··· Exercise input ···

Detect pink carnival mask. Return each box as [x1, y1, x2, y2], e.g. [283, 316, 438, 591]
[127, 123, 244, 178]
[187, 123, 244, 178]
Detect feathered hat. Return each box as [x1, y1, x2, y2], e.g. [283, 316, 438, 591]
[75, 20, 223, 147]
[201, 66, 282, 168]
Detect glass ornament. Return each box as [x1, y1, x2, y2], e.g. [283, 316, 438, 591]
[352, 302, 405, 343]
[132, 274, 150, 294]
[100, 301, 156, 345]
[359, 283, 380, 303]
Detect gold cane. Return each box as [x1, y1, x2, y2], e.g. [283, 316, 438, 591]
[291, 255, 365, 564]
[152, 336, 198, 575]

···

Short problem: Put every line of the records above into a JSON list of strings, one string per line, leaving out any blank lines.

The completed task:
[
  "Detect pink carnival mask. Return each box as [x1, y1, x2, y2], e.g. [283, 316, 438, 591]",
  "[127, 123, 244, 178]",
  "[187, 123, 244, 178]",
  "Detect feathered hat. Return each box as [x1, y1, x2, y2], e.g. [283, 316, 438, 591]",
  "[75, 20, 223, 147]",
  "[201, 66, 282, 168]",
  "Detect glass ornament. Return each box as [x1, y1, x2, y2], e.g. [283, 316, 438, 591]",
  "[352, 302, 405, 343]",
  "[132, 274, 150, 294]",
  "[100, 301, 156, 345]",
  "[359, 283, 380, 303]",
  "Detect gold cane. Return each box as [x1, y1, x2, y2], e.g. [283, 316, 438, 591]",
  "[291, 255, 365, 564]",
  "[152, 336, 198, 575]"
]